» **AVAILABLE DATA**:
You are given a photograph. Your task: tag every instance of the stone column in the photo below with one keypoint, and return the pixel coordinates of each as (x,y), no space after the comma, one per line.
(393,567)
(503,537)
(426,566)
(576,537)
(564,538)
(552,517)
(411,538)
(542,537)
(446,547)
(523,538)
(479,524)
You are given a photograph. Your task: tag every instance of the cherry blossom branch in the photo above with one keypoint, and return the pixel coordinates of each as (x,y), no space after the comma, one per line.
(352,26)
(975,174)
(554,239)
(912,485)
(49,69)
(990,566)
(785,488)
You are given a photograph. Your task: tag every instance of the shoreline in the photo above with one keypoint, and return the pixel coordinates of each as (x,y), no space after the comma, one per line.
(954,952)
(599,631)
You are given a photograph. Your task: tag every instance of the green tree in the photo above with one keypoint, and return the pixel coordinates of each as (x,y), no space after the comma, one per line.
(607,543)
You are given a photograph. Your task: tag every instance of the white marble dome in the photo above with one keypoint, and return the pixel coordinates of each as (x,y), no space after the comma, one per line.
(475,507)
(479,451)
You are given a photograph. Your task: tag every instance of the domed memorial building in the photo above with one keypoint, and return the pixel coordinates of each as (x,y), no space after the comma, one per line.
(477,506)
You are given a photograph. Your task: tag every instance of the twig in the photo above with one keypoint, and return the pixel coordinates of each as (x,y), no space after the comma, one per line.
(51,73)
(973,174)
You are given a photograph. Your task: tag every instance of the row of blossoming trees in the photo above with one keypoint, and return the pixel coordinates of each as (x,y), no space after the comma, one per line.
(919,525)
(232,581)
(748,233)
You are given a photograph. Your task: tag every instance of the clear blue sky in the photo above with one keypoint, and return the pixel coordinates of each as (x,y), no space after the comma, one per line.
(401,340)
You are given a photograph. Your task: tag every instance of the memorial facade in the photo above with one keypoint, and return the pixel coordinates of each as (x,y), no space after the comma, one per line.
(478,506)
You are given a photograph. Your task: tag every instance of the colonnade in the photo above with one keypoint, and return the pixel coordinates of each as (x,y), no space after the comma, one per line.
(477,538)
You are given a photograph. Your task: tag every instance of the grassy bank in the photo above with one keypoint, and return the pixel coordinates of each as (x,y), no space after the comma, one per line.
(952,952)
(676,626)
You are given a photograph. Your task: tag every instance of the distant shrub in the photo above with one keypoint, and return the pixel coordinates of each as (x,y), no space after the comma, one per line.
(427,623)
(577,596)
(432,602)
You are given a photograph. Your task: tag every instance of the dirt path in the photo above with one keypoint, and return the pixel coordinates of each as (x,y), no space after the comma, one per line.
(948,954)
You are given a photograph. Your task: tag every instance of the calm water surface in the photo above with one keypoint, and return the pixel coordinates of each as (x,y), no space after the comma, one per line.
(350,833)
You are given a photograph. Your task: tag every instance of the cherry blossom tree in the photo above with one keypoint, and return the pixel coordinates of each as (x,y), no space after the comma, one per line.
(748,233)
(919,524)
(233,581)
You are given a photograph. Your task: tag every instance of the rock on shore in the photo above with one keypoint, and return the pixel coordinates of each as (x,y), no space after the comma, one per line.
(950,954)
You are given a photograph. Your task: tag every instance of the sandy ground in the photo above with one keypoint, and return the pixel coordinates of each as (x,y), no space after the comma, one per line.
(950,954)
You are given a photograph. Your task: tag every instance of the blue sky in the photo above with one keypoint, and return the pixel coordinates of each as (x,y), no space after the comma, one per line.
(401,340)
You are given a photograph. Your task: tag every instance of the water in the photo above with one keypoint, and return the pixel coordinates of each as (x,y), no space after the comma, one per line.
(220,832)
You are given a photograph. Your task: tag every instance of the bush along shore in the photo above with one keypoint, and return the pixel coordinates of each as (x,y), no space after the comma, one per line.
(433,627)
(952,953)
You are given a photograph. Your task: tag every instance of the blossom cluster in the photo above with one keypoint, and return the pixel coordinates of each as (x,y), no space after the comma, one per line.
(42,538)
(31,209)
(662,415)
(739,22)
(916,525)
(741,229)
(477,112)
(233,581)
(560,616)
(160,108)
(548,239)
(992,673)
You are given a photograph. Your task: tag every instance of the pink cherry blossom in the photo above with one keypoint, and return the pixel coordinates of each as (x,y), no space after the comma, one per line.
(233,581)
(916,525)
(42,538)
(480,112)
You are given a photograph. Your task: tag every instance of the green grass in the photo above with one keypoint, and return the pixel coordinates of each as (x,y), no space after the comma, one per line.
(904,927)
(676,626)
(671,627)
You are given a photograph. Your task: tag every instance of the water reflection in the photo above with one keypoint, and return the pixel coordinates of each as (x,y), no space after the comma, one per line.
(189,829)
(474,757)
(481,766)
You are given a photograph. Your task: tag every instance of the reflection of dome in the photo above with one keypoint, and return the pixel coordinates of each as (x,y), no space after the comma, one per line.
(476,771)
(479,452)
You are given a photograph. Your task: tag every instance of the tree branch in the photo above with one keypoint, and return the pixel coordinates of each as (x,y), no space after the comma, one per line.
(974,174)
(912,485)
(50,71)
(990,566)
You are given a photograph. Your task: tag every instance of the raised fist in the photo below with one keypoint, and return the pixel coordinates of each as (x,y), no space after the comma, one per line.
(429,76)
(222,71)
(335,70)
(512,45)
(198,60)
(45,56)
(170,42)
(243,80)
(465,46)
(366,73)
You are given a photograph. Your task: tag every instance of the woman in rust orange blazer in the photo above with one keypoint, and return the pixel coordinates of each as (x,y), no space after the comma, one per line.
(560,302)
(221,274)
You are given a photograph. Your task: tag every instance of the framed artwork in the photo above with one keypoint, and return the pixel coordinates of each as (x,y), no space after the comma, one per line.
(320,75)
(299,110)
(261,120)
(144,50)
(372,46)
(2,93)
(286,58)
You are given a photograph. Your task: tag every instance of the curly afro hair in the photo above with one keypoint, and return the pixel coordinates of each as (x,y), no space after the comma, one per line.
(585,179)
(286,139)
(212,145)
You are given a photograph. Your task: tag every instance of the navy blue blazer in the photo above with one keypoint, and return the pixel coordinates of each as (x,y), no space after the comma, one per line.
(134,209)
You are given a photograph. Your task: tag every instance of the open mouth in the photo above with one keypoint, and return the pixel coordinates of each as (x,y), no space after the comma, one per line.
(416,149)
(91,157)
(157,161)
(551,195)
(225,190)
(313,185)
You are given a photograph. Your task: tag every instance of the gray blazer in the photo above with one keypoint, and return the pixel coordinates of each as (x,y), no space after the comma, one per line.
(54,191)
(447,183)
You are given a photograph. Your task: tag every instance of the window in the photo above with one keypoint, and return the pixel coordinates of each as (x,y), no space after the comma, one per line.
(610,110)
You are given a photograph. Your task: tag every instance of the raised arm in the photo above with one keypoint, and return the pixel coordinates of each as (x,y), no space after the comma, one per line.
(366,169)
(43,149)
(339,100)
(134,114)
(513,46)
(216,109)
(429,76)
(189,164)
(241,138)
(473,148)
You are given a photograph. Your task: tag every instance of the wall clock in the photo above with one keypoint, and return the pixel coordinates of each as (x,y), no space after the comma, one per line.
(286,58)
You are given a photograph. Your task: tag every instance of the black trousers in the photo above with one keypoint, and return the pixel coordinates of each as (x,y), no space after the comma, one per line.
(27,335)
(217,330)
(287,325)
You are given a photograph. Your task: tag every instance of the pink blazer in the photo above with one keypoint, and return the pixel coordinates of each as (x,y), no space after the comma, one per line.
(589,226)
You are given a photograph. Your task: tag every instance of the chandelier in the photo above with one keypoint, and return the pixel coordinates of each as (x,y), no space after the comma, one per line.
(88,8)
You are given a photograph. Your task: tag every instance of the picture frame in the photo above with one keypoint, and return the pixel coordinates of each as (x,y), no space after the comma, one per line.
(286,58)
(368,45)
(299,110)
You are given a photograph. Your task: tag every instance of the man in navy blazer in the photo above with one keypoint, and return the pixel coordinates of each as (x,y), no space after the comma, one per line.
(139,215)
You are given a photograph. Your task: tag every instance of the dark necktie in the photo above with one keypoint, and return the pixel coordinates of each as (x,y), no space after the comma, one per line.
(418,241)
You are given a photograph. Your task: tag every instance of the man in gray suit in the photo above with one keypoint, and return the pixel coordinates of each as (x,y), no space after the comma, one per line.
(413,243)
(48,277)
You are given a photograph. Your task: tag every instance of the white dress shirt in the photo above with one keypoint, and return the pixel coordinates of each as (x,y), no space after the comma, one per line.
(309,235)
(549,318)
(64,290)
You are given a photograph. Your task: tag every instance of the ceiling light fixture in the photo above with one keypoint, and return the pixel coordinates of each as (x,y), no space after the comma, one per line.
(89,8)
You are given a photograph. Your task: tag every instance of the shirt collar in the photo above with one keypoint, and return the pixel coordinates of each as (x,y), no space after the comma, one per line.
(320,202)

» **DIRECTIONS**: The answer must be the line containing "of the ceiling" and every line after it to the end of the records, repeated exactly.

» **EXERCISE ANSWER**:
You are given a photograph. Your task: tag every instance of the ceiling light fixture in the photo above with one keypoint, and return the pixel coordinates of each as (x,y), no space after the comma, one per line.
(89,8)
You are given a photograph. Your task: tag every instance of the shirt collar in the photo above with one keypoint, and return the pixel coordinates of each as (x,y), no space after the comma, one per line.
(320,202)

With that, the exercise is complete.